Assignment: Output verbatim the line with "the car door" together with every line beneath it, ending at the last line of the entries.
===== Record set =====
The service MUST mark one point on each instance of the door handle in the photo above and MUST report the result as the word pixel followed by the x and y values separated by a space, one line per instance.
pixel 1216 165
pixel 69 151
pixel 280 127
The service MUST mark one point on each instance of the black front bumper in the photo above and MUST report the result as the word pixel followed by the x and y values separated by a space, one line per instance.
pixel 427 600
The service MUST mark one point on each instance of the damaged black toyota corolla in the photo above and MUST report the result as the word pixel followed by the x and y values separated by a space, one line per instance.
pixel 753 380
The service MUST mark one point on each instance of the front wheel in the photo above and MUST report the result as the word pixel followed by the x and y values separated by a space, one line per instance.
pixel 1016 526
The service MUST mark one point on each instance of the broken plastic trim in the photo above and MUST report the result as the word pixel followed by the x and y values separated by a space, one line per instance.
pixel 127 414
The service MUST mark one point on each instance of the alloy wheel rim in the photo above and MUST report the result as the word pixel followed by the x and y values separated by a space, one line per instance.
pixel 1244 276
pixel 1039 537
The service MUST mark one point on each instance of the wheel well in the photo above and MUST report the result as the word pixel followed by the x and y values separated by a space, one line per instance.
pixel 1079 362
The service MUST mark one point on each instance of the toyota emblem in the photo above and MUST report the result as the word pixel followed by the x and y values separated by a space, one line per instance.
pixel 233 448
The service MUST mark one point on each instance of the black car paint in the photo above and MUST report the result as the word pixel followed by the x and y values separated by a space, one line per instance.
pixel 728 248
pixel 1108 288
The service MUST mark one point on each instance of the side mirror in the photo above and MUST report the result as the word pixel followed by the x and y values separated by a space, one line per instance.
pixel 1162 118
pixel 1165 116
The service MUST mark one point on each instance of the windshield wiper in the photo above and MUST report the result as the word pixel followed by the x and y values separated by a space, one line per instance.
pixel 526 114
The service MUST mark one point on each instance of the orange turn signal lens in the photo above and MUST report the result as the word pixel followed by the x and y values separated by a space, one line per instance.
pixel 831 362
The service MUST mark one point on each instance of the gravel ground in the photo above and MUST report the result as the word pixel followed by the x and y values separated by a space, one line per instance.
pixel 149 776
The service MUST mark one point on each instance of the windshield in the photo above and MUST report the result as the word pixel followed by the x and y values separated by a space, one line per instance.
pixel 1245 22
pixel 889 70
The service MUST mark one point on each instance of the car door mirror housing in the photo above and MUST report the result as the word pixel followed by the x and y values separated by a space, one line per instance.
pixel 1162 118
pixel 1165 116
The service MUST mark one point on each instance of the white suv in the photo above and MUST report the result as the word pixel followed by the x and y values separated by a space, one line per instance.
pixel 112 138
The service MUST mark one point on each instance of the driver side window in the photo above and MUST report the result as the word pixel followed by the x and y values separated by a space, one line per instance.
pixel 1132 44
=====
Written solution:
The service MUST mark one point on each instance of the car door mirror housing in the photo above and MUST report the result as the word pixel followed by the x and y values separated by a space, one line per instance.
pixel 1162 118
pixel 1165 116
The service MUST mark one point on each instance of the white suv in the photo above and MUST report the result as the word pixel followed by the x and y values separated by a space, one line per instance.
pixel 112 138
The service MUST mark one point on each instance of the driver side window in the photo above and MUST report the result as the word pixel followed by the x and y values separated by a space, one line per instance.
pixel 1132 44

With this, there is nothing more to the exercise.